**Using the information**.
- A) In the article about Tilted Halos, at what age did Montiel first try drugs?
- B) Carry on the article about Mariel Montiel and Tilted Halos from its final sentence.

++++ Exercise passage ++++

By Ciara Jean/El Inde
Four years ago, Mariel Montiel got into her car with a small Mexican hot chocolate cupcake and drove across Tucson to her friend Megan’s work. She was on a mission. She needed to know if the cupcake that she just created was actually good or if she was just imagining things. What was different about this cupcake from every other basic cupcake was that it was gluten-free and vegan.
Megan was Montiel’s only vegan friend at the time and needed her true opinion. Not as a friend, but as a critic. Megan’s answer was the beginning of Montiel’s journey in creating her own vegan and gluten-free dessert company, Tilted Halos.
Montiel began making vegan cupcakes after she started following the diet when she learned what it can do for a person’s mental and physical health. She learned to bake for herself, but she eventually expanded her talents from baking for one to baking for over a thousand customers.
When Montiel’s home-based business became a hit, she quit her behavioral health job and made Tiled Halos her full-time priority. She decided that she wanted to expand her dessert options and started to create cakes, donuts, churros, pies, brownies and cookies. The flavors expand the spectrum of taste from classics like vanilla bean, Funfetti and yellow cake to more of her specialties such as chai latte, rocky road and hibiscus chocolate.
Although Montiel continued her love of baking by starting a business, that wasn’t the sole reason why she created Tilted Halos. She wanted to provide transitional employment to people coming out of prison or recovering from addiction. She wanted to provide support to people who didn’t have it from anyone else.
“I saw people struggle who had the barriers of having no family support, not having any financial support, or directly coming out of prison to having absolutely nothing,” said Montiel.
Getting support is one of the hardest things when being an addict, Montiel said. She has a passion for helping people and wants to be that support for anyone wanting to get their lives back on track to a better life. Montiel knows how hard it can be because she was in their shoes at one point in her life.
She was 12 years old when she first tried drugs, and from that very first moment, she couldn’t quit them. It was “inevitable” for her to do drugs since childhood trauma was her motivating factor. She did not live in a happy home as her parents got divorced when she was not yet a teenager. Her father was a court judge who sentenced other people’s families to jail. She started to get severe depression and that factored into her doing more drugs, but even if she’d had a perfect life, drugs would have still been involved. Montiel explained that addiction is a disease — you are born with it.
“I liked it immediately, whatever I tried, I liked,” said Montiel. “I was never the one to turn down drugs, even drugs that I didn’t like (as long as I did not have) to be in reality.”

++++ Extracted data ++++

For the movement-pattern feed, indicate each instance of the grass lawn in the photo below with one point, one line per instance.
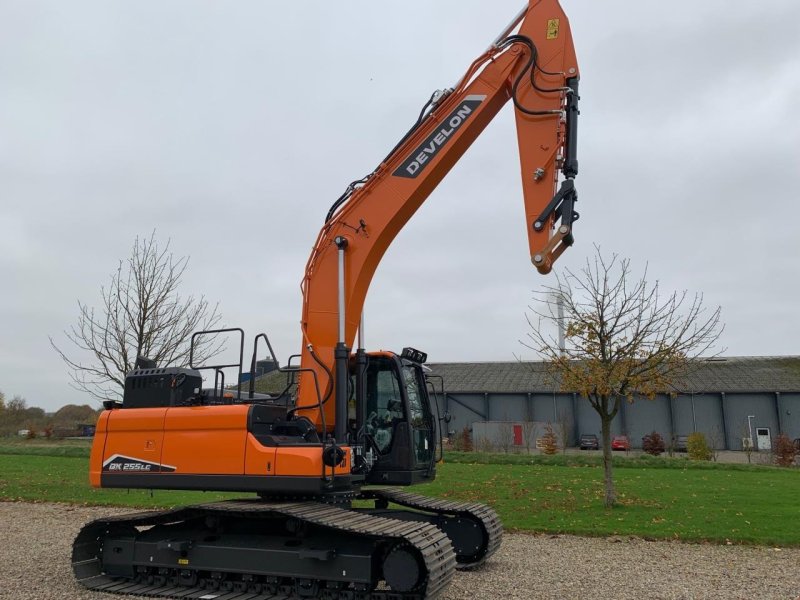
(659, 498)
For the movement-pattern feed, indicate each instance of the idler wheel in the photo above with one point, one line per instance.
(402, 570)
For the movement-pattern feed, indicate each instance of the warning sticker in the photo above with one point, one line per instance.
(552, 29)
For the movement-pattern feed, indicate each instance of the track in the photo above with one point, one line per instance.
(111, 554)
(453, 518)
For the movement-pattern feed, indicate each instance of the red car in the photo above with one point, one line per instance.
(620, 442)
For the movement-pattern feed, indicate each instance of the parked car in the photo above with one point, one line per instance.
(680, 443)
(620, 442)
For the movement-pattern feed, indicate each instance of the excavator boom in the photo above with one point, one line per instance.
(537, 69)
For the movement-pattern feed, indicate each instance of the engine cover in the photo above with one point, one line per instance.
(172, 386)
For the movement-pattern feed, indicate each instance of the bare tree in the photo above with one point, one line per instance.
(623, 339)
(142, 314)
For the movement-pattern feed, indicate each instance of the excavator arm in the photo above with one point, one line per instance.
(537, 70)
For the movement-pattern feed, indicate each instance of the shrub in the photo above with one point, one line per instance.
(697, 447)
(653, 444)
(784, 450)
(549, 441)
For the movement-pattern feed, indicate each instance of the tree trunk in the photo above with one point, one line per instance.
(611, 494)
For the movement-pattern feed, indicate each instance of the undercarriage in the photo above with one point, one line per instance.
(268, 549)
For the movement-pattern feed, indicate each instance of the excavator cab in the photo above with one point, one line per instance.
(398, 437)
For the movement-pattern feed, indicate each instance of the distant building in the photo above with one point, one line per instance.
(729, 399)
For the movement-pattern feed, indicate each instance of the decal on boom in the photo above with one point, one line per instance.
(428, 149)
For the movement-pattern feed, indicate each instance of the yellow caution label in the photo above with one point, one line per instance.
(552, 29)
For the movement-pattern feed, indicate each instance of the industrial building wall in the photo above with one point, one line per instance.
(723, 418)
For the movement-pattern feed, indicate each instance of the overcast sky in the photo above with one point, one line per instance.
(231, 128)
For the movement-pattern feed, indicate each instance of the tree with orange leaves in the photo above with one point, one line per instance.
(623, 339)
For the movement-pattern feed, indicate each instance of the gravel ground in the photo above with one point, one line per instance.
(36, 539)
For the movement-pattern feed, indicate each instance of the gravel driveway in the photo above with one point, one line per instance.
(36, 539)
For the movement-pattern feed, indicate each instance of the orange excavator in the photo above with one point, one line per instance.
(326, 518)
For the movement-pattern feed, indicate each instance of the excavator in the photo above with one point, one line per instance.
(323, 466)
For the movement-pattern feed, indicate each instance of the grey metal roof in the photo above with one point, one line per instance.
(729, 374)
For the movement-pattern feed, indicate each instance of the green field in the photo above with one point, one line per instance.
(659, 498)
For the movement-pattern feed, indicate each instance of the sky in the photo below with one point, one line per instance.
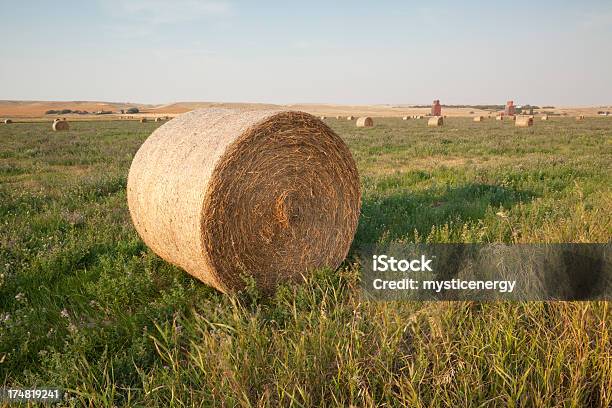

++++

**Exercise responses**.
- A) She was 12 years old.

- B)
Montiel knew she had a drug problem ever since she was a little girl. She tried every kind of drug, but her latest addiction was painkillers like oxycodone and Xanax. When she didn’t have drugs in her system, she would get sick, not just mentally, but physically. Her addiction was so intense, that her love of narcotics got her car repossessed, she dropped out of college, she lost her job and she was hiding in her home because she owed people money. Her life was a mess and knew she had to change.
“I thought I was going to die, I was afraid to die,” said Montiel. “I honestly felt death coming— it was bound to happen, and I was scared.”
She reached out to a childhood friend whom she used to drink and use with that was going to Alcoholics Anonymous meetings. She started attending meetings with her but ended up going to Narcotics Anonymous (NA_ meetings because it focused on addiction more as a whole rather than on a substance.
Montiel has been seven years clean of all drugs and alcohol. She thinks about drugs every day, but then she remembers her life before and knows she never wants to go back. In her free time, Montiel does as much service as she can with NA: She is a sponsor for other people in NA and is heavily involved with the 12-step program. Montiel loves talking about the experience she went through because she thinks the subject of addiction is so taboo, and if it wasn’t that way, then more people would recover.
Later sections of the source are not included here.